This morning Elvie will undergo her second major surgery of her short life, and subsequently begin her fifth hospital stay. This surgery is a good thing, a way to get Elvie closer to doing all the things she wants to do, like climbing to the top of every play structure on every playground and joining her big sister in ballet class. But it will also be a hard thing, and an uncomfortable thing, and a dreadfully unpleasant thing. Elvie has endured this before, so I know she can do it. She has endured much more, in fact, and I believe firmly that she was given two gifts that have helped her and will continue to help her along the way. What follows is my letter to Elvie on this hard day, reminding her of her gifts.
Today we have woken you much earlier than usual and failed to offer you a morning bottle. You probably knew at that moment that today was different from other days, and not to your liking. I am sorry about that. I am sorry about what is to come today, when I carry you into the operating room and whisper to you as a mask is placed over your nose and mouth and you breathe yourself to sleep. I am sorry for the discomfort that you will feel when you wake up and for many days after that. But I am glad for you, too, that this will allow you to go more places and do more things, and get into more and more bits of trouble. Don’t be afraid, Elvie, because Ababi and Zinashi and I will be there with you and for you. Don’t be afraid, because you were given two beautiful gifts in your heart when you were born, and these gifts will help you not just through this next surgery, but throughout your life.

RAW DATA:

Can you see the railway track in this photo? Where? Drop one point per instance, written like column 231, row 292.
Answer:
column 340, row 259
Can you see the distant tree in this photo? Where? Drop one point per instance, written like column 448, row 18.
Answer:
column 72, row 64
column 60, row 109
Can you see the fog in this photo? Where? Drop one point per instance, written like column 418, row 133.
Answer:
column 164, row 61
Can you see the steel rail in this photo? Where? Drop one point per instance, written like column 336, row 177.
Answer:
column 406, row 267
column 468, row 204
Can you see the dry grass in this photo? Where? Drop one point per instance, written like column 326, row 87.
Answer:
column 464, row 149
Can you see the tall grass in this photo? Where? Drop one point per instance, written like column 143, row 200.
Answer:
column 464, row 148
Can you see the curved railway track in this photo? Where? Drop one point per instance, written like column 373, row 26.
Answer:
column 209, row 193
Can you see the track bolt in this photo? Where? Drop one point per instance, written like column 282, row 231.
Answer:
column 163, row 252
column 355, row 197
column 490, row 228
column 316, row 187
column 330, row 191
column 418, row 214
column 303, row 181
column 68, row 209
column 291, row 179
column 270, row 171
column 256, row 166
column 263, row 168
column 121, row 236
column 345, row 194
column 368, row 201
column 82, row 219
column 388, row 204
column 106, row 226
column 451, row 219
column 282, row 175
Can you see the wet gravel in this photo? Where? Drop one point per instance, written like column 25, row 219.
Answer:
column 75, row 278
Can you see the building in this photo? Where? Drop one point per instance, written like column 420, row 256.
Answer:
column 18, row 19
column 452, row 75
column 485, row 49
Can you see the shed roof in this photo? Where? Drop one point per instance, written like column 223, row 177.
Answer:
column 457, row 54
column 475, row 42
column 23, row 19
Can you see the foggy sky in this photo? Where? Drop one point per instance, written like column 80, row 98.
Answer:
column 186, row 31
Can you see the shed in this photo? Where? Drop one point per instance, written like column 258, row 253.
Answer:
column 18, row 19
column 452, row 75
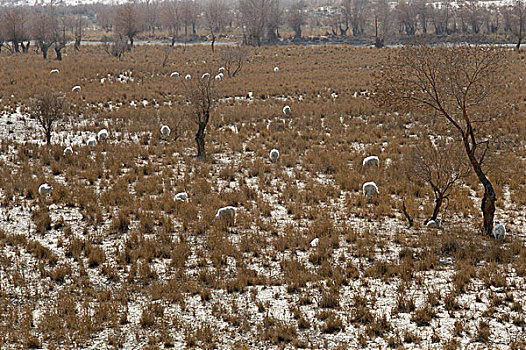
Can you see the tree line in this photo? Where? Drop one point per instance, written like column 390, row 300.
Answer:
column 256, row 22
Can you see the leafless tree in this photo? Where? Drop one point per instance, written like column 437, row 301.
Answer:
column 440, row 15
column 79, row 26
column 201, row 94
column 259, row 18
column 60, row 39
column 171, row 18
column 43, row 31
column 214, row 17
column 407, row 18
column 48, row 108
column 440, row 166
column 14, row 28
column 127, row 22
column 518, row 18
column 115, row 46
column 105, row 18
column 423, row 79
column 382, row 22
column 233, row 59
column 296, row 18
column 189, row 11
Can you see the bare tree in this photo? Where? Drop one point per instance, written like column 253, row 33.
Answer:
column 171, row 18
column 127, row 22
column 441, row 166
column 105, row 18
column 189, row 11
column 424, row 79
column 518, row 18
column 115, row 46
column 214, row 18
column 407, row 18
column 43, row 32
column 259, row 18
column 201, row 93
column 233, row 59
column 382, row 22
column 440, row 15
column 48, row 108
column 13, row 26
column 61, row 38
column 78, row 30
column 296, row 18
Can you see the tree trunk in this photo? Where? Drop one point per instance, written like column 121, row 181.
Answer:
column 58, row 51
column 488, row 201
column 200, row 140
column 438, row 204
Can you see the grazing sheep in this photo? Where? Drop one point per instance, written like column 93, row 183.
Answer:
column 274, row 155
column 286, row 111
column 370, row 189
column 181, row 197
column 102, row 135
column 68, row 151
column 165, row 131
column 92, row 142
column 499, row 231
column 434, row 223
column 370, row 161
column 45, row 189
column 228, row 214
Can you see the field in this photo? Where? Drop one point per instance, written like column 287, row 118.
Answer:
column 111, row 260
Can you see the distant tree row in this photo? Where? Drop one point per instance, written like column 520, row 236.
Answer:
column 256, row 21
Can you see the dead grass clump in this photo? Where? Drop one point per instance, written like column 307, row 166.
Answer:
column 277, row 332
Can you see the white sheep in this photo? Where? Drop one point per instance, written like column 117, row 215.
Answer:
column 434, row 223
column 286, row 111
column 68, row 151
column 370, row 161
column 45, row 189
column 370, row 189
column 102, row 135
column 499, row 231
column 228, row 214
column 181, row 197
column 274, row 155
column 165, row 131
column 92, row 142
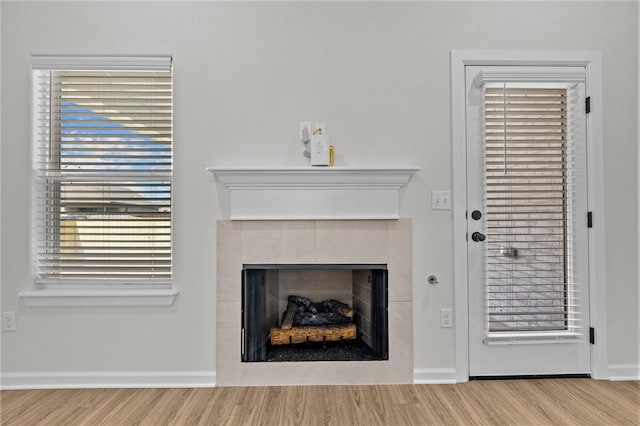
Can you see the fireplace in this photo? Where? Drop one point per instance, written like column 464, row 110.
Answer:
column 325, row 312
column 332, row 251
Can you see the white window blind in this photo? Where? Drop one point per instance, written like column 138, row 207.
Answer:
column 530, row 217
column 102, row 166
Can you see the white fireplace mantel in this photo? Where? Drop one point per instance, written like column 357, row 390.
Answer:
column 314, row 193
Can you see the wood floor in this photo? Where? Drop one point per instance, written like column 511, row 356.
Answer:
column 514, row 402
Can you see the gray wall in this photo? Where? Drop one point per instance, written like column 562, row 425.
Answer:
column 245, row 75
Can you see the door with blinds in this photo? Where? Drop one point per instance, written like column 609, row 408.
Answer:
column 527, row 221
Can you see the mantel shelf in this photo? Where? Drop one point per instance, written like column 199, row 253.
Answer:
column 310, row 193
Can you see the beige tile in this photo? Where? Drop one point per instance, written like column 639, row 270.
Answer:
column 401, row 339
column 400, row 261
column 278, row 242
column 228, row 357
column 310, row 242
column 229, row 260
column 343, row 241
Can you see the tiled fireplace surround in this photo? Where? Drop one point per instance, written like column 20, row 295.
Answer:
column 314, row 242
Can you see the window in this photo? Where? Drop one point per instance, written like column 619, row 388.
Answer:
column 529, row 184
column 102, row 172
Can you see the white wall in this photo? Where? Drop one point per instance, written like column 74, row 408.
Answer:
column 245, row 75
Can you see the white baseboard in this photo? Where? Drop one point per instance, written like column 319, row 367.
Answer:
column 430, row 376
column 107, row 379
column 624, row 372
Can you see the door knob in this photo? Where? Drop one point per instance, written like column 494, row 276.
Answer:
column 478, row 237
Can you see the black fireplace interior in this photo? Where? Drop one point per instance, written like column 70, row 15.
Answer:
column 314, row 313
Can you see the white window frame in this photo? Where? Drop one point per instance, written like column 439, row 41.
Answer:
column 597, row 271
column 92, row 295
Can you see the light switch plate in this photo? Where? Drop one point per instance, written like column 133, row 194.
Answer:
column 440, row 200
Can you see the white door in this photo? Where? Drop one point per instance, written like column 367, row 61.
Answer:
column 527, row 221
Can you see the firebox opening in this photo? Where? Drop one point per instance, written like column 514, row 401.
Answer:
column 314, row 313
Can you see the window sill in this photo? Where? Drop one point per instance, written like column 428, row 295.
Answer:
column 116, row 297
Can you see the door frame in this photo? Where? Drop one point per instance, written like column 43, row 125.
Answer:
column 591, row 60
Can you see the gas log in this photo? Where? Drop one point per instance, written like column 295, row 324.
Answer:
column 306, row 321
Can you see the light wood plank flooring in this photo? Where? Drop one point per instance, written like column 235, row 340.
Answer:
column 514, row 402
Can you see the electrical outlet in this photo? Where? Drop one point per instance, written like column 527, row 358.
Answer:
column 305, row 131
column 446, row 318
column 9, row 321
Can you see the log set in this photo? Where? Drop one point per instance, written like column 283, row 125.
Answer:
column 306, row 321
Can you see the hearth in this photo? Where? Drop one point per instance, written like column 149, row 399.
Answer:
column 328, row 312
column 370, row 244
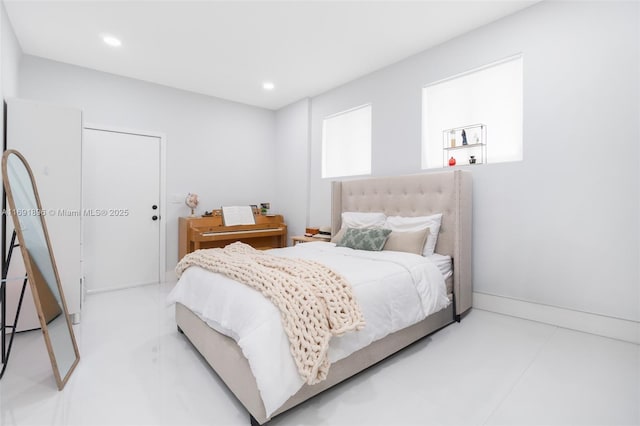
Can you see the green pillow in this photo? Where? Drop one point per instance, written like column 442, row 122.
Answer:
column 371, row 239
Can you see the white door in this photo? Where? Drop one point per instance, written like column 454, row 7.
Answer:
column 121, row 209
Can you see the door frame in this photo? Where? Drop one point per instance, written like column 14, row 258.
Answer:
column 162, row 201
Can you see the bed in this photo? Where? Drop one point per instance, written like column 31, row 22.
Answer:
column 448, row 192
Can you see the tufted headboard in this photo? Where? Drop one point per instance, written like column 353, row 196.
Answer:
column 448, row 192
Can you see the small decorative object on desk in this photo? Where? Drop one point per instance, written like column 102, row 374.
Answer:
column 324, row 233
column 192, row 202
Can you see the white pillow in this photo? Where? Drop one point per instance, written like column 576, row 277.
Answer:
column 360, row 220
column 417, row 223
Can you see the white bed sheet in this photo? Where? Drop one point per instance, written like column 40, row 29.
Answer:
column 394, row 290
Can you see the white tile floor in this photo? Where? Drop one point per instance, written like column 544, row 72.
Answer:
column 488, row 370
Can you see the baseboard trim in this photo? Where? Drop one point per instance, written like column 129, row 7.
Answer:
column 601, row 325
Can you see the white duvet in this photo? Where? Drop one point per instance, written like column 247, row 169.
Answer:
column 394, row 290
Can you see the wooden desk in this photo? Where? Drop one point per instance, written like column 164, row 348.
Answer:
column 208, row 232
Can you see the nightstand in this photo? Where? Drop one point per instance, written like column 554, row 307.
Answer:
column 302, row 239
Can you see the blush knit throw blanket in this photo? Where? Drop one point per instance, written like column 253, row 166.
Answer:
column 315, row 303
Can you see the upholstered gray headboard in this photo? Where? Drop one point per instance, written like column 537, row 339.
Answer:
column 448, row 192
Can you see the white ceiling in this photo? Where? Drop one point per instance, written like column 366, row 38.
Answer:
column 228, row 49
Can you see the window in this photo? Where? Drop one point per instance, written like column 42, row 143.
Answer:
column 490, row 97
column 346, row 143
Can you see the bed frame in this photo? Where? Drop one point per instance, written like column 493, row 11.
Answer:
column 448, row 192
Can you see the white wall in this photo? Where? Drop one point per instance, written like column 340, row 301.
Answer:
column 292, row 152
column 10, row 56
column 561, row 227
column 223, row 151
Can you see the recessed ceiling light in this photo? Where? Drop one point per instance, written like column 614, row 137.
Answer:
column 112, row 41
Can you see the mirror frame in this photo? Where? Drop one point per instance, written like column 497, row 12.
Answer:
column 31, row 267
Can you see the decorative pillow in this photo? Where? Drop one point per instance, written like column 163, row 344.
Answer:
column 417, row 223
column 371, row 239
column 410, row 242
column 359, row 220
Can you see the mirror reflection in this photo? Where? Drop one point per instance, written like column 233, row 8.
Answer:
column 30, row 226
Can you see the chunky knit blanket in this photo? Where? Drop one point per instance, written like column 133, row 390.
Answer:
column 315, row 303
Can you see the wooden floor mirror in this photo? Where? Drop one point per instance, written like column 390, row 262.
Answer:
column 31, row 230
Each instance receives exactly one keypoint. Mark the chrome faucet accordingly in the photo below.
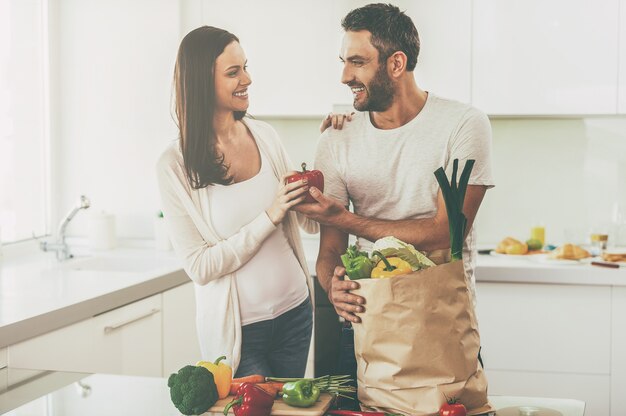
(60, 246)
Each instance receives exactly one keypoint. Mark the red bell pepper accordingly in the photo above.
(251, 400)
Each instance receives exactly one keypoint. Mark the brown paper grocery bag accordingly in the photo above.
(418, 340)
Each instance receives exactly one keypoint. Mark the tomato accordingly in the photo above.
(452, 408)
(314, 177)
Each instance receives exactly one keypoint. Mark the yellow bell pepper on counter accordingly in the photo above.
(222, 374)
(389, 267)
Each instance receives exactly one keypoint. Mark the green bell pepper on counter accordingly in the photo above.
(357, 263)
(302, 393)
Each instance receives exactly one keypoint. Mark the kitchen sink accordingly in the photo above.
(115, 264)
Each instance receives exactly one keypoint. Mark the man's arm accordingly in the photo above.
(333, 244)
(425, 234)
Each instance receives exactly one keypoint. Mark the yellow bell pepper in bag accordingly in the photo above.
(389, 267)
(222, 374)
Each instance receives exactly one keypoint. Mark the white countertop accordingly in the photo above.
(38, 294)
(128, 395)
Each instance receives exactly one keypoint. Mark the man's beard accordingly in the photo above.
(380, 93)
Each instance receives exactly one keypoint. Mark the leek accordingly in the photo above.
(453, 196)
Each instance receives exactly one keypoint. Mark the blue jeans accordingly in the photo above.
(277, 347)
(347, 365)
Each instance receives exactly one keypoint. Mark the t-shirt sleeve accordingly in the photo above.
(326, 161)
(473, 141)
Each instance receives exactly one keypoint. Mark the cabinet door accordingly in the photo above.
(590, 388)
(124, 341)
(538, 57)
(292, 50)
(618, 356)
(621, 82)
(180, 341)
(545, 327)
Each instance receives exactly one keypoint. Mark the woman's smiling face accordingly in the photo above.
(231, 79)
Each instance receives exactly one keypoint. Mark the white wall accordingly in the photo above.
(567, 173)
(112, 71)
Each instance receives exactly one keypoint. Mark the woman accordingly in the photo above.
(234, 231)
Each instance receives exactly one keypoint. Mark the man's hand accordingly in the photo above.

EXERCISE REQUIREMENTS:
**a.** Answer these questions from the passage about Elvie's surgery:
(i) Which of Elvie's major surgeries takes place this morning?
(ii) What class does Elvie's big sister attend?
(iii) Besides the writer, who is named as being with Elvie?
**b.** Go on with the passage about Elvie's surgery, starting right after its final sentence.

SET OF ANSWERS:
**a.**
(i) Her second major surgery.
(ii) Ballet class.
(iii) Ababi and Zinashi.

**b.**
The first gift you were given is determination. You want what you want, and you will do whatever it takes to get it. We believe that it is your determination that carried you through illness and malnourishment until we could come for you, and it is determination that has allowed you to do more already than we dreamed would be possible at this point. It was as if you came into this world ready to do the work that it would take to get what you want, and that is a marvelous gift. You will do many amazing things because of your determination. And today, and in the days to come, your determination will help you heal and begin to use your second gift again.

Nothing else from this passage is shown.